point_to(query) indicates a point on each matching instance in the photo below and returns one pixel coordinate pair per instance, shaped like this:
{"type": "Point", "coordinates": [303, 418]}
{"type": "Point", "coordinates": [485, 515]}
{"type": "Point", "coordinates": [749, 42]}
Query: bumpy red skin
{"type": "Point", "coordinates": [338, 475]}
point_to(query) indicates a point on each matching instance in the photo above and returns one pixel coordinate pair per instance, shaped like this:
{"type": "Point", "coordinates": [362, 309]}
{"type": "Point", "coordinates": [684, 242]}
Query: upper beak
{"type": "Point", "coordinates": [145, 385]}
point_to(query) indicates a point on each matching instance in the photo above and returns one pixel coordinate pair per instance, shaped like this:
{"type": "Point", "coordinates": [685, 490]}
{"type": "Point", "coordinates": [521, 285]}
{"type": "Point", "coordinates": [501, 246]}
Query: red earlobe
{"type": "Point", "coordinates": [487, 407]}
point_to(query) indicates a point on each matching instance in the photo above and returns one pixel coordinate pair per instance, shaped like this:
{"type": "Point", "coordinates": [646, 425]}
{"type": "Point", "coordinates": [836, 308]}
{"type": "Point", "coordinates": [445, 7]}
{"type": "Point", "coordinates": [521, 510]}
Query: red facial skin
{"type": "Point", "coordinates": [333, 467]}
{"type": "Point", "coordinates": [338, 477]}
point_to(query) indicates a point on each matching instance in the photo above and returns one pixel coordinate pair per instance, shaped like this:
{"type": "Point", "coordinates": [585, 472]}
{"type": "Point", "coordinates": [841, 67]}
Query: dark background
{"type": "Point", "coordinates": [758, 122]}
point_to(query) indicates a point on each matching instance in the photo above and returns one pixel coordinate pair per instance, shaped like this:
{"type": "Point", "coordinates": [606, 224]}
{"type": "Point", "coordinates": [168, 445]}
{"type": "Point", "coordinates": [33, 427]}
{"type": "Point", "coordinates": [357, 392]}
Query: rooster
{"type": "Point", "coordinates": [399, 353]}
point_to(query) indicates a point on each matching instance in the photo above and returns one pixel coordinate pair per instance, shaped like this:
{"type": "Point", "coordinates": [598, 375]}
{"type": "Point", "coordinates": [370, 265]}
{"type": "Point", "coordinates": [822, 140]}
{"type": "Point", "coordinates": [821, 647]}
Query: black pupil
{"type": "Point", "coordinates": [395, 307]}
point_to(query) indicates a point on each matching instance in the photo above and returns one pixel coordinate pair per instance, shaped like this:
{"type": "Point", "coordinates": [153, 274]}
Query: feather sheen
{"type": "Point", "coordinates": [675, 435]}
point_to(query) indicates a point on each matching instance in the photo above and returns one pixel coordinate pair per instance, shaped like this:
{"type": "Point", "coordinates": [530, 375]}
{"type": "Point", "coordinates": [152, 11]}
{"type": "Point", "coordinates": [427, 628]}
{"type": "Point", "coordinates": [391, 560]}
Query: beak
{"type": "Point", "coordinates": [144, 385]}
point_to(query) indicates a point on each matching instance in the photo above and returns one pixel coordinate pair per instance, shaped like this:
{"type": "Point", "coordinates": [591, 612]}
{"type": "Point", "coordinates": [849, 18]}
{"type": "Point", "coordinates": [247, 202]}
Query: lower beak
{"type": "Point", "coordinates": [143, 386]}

== Your assignment ==
Your reply must consist of the entire listing, repeated word for word.

== Response to this task ==
point_to(query) indicates a point on each matching instance in the photo below and returns one pixel coordinate pair per instance, shaped like this:
{"type": "Point", "coordinates": [303, 418]}
{"type": "Point", "coordinates": [485, 515]}
{"type": "Point", "coordinates": [749, 42]}
Query: bumpy red skin
{"type": "Point", "coordinates": [338, 475]}
point_to(query) indicates a point on each matching instance in the photo above and returns one pixel coordinate pair per instance, shaped like this:
{"type": "Point", "coordinates": [362, 309]}
{"type": "Point", "coordinates": [684, 242]}
Query: upper beak
{"type": "Point", "coordinates": [145, 385]}
point_to(query) indicates a point on each matching instance in the photo above and returns one pixel coordinate pair per instance, shaped like this:
{"type": "Point", "coordinates": [685, 490]}
{"type": "Point", "coordinates": [521, 285]}
{"type": "Point", "coordinates": [501, 246]}
Query: red earlobe
{"type": "Point", "coordinates": [487, 407]}
point_to(query) indicates a point on each matching instance in the photo above and returns one pixel coordinate pair per instance, shaped like this:
{"type": "Point", "coordinates": [646, 425]}
{"type": "Point", "coordinates": [836, 308]}
{"type": "Point", "coordinates": [445, 7]}
{"type": "Point", "coordinates": [521, 510]}
Query: red facial skin
{"type": "Point", "coordinates": [333, 467]}
{"type": "Point", "coordinates": [338, 477]}
point_to(query) indicates a point on each matching instance in the photo above and returns one pixel coordinate pair per instance, shaped like this:
{"type": "Point", "coordinates": [585, 472]}
{"type": "Point", "coordinates": [841, 67]}
Query: dark background
{"type": "Point", "coordinates": [758, 122]}
point_to(query) indicates a point on each matching instance in the photo above and returns one pixel coordinate pair per instance, shaped like this:
{"type": "Point", "coordinates": [606, 224]}
{"type": "Point", "coordinates": [168, 445]}
{"type": "Point", "coordinates": [33, 427]}
{"type": "Point", "coordinates": [357, 392]}
Query: rooster
{"type": "Point", "coordinates": [399, 353]}
point_to(query) indicates a point on each matching instance in the photo above and returns one pixel coordinate pair per instance, shaped like this:
{"type": "Point", "coordinates": [598, 375]}
{"type": "Point", "coordinates": [370, 265]}
{"type": "Point", "coordinates": [822, 140]}
{"type": "Point", "coordinates": [821, 647]}
Query: black pupil
{"type": "Point", "coordinates": [395, 307]}
point_to(query) indicates a point on each matching instance in the photo above and returns one pixel coordinate pair per instance, shaped like this:
{"type": "Point", "coordinates": [153, 274]}
Query: feather sheen
{"type": "Point", "coordinates": [675, 435]}
point_to(query) indicates a point on each matching instance in the photo above and returns one pixel coordinate pair per instance, shaped like this:
{"type": "Point", "coordinates": [530, 375]}
{"type": "Point", "coordinates": [152, 11]}
{"type": "Point", "coordinates": [427, 628]}
{"type": "Point", "coordinates": [391, 560]}
Query: beak
{"type": "Point", "coordinates": [144, 385]}
point_to(query) indicates a point on each matching instance in the photo above and returns one pixel coordinate pair per instance, shaped like this:
{"type": "Point", "coordinates": [591, 612]}
{"type": "Point", "coordinates": [849, 18]}
{"type": "Point", "coordinates": [247, 202]}
Query: lower beak
{"type": "Point", "coordinates": [143, 386]}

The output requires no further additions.